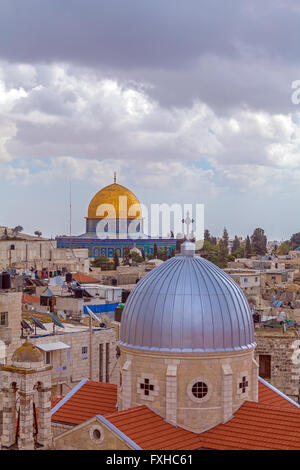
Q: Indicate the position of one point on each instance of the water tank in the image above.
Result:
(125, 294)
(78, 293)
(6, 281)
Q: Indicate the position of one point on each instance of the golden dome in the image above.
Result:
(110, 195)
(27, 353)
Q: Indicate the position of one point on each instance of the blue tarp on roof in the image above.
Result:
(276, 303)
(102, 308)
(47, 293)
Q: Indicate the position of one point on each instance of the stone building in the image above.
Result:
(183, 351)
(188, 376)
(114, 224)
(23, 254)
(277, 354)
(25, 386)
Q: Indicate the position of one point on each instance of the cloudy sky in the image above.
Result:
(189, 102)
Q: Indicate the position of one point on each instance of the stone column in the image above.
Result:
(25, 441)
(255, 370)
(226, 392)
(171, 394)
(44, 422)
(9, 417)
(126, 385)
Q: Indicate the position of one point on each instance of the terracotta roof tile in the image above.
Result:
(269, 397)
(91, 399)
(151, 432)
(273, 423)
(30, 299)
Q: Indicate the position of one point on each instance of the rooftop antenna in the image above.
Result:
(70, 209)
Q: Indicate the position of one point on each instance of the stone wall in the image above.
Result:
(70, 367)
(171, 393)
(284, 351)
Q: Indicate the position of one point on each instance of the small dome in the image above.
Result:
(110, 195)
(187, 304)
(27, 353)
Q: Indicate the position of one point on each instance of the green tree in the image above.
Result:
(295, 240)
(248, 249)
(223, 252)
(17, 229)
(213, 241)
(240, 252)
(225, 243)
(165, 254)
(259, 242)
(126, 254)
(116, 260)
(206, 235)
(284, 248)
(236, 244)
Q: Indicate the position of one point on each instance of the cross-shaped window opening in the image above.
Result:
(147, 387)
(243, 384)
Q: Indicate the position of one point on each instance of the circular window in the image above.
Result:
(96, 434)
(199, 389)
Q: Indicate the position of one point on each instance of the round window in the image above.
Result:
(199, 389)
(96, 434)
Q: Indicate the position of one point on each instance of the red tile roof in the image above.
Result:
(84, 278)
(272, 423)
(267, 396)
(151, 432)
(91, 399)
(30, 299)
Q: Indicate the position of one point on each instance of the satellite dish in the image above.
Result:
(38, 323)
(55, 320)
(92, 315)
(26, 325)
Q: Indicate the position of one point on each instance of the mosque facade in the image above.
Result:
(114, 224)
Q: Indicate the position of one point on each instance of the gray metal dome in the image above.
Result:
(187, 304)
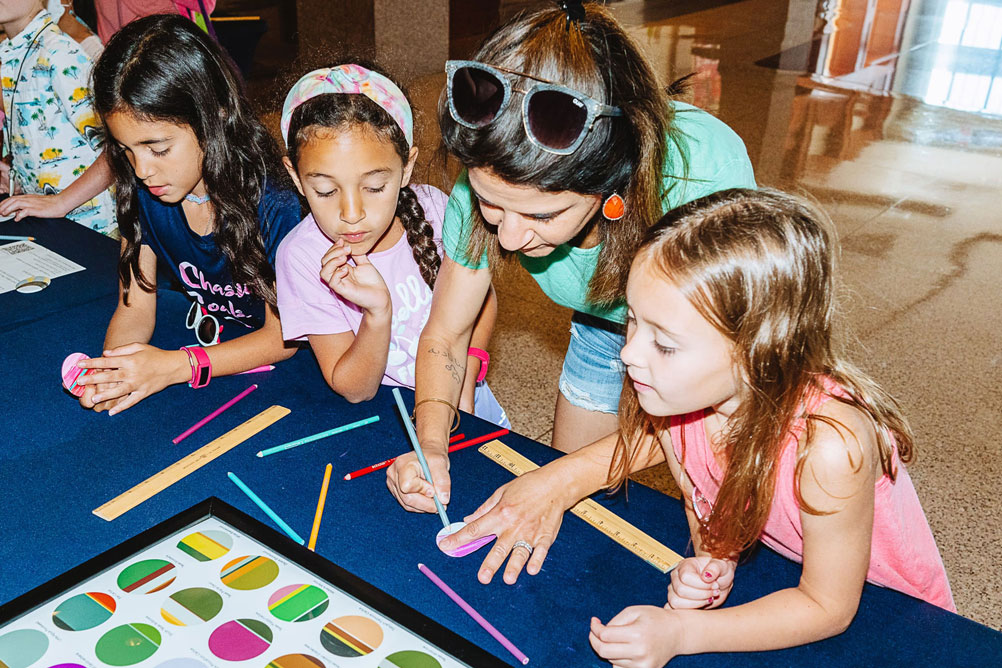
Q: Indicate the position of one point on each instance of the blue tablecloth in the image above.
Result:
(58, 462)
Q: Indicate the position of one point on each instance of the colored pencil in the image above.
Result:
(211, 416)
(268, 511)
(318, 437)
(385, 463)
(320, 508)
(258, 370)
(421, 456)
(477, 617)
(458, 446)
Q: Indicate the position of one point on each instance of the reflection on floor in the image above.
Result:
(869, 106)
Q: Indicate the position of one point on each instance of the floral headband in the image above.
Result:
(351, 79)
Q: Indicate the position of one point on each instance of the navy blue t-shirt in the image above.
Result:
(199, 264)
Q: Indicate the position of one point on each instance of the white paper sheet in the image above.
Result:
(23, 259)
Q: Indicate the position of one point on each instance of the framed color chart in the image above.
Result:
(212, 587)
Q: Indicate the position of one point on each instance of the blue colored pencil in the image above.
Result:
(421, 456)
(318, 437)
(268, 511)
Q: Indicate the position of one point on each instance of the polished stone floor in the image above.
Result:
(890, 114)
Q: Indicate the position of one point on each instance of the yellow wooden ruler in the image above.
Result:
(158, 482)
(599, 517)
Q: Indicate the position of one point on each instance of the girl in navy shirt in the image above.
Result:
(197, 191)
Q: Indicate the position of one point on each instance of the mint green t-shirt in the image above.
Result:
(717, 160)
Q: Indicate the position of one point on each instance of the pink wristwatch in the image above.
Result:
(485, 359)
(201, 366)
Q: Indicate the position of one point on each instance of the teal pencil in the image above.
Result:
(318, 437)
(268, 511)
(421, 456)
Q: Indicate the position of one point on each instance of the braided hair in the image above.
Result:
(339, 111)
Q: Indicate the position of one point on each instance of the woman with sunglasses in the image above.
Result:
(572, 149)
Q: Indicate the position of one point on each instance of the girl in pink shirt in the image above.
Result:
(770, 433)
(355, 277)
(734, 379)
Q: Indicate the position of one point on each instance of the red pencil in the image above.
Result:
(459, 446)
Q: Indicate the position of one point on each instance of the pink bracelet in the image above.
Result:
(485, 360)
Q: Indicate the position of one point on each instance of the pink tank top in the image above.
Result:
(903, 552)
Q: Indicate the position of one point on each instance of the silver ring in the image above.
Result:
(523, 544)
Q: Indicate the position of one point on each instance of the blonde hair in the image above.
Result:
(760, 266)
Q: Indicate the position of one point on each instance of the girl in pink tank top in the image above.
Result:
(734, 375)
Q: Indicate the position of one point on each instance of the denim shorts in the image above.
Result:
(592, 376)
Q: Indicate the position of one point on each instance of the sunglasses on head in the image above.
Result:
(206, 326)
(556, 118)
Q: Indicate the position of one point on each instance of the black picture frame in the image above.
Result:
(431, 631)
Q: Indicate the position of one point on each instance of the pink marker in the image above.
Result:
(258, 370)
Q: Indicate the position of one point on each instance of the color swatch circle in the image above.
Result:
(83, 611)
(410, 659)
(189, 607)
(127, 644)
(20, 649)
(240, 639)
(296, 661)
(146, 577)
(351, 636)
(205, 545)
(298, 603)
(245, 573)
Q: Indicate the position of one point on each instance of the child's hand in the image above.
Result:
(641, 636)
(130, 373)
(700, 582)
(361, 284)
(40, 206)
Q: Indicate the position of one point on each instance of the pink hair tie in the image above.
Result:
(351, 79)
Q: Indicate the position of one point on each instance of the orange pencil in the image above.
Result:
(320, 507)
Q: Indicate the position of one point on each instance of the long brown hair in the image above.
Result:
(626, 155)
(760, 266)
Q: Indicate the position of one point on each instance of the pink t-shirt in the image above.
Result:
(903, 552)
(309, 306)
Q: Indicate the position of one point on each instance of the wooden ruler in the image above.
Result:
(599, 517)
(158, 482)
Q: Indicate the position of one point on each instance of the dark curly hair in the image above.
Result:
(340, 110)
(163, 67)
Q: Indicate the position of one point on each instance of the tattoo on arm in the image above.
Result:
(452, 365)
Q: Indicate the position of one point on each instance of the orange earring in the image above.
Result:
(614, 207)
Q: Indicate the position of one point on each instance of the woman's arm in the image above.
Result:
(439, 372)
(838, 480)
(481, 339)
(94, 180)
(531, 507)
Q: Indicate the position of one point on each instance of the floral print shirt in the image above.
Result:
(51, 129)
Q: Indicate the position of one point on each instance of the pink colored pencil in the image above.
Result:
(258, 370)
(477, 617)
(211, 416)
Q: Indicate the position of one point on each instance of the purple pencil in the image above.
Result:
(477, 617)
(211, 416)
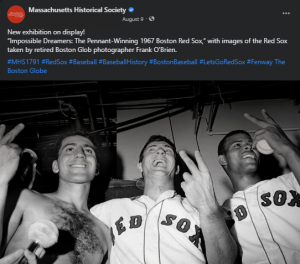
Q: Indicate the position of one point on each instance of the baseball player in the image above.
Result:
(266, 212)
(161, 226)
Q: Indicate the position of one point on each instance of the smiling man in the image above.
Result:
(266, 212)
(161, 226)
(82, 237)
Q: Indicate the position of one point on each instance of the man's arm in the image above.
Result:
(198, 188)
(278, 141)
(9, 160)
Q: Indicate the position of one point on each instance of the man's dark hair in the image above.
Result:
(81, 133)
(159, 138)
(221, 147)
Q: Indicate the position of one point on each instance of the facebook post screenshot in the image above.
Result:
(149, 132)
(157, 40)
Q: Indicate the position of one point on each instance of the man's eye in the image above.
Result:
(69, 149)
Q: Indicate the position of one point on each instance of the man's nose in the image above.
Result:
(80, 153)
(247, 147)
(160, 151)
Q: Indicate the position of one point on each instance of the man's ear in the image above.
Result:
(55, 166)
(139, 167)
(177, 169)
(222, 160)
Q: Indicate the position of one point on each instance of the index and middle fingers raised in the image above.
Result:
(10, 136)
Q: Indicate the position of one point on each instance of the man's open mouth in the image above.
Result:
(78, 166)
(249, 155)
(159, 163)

________________________________________

* **Exercise instructions**
Retype exactly the lines above, starting at the line containing "pink colored pencil in the image above." and ending with the last line, both included; leave out the pictures.

* **Full response**
Q: Indicate the position of one point on each instance of the pink colored pencil in the image above.
Result:
(258, 370)
(477, 617)
(211, 416)
Q: Indicate the position of one point on each instance of the purple pencil in the image above.
Result:
(477, 617)
(211, 416)
Q: Indicate the position of one point on each instance of the baseball player in the image above.
Result:
(266, 212)
(161, 226)
Q: Indicate the position of one point on each instance of the smiling man in the image above.
Result:
(266, 212)
(161, 226)
(82, 237)
Q: Indicate the position of one point on each instance of the man's arm in the image above.
Result:
(198, 188)
(278, 141)
(9, 160)
Q: Indicate the position of one point on each instance of the man's dark hair in the image above.
Result:
(81, 133)
(159, 138)
(221, 147)
Q: Indicate the position of one point on each instance of the facebook post screenshot in the image above.
Result:
(149, 132)
(157, 40)
Q: Indicate the position of one point on each instance of the man's eye in the image above.
Result:
(69, 149)
Q: Indicate the position of one point on each instance of the man's nose in the image above.
Result:
(80, 153)
(247, 147)
(160, 151)
Q: Indicate the position of one point on each instance of the man's ear in the image above.
Result:
(55, 166)
(139, 167)
(177, 169)
(222, 160)
Q: Indicate the position of one point on each instance of the index and middle fingers raised in the image above.
Result:
(10, 136)
Q: Indicate the position of one point on each instance of the man's open mouth in the image above.
Result:
(78, 166)
(249, 155)
(159, 163)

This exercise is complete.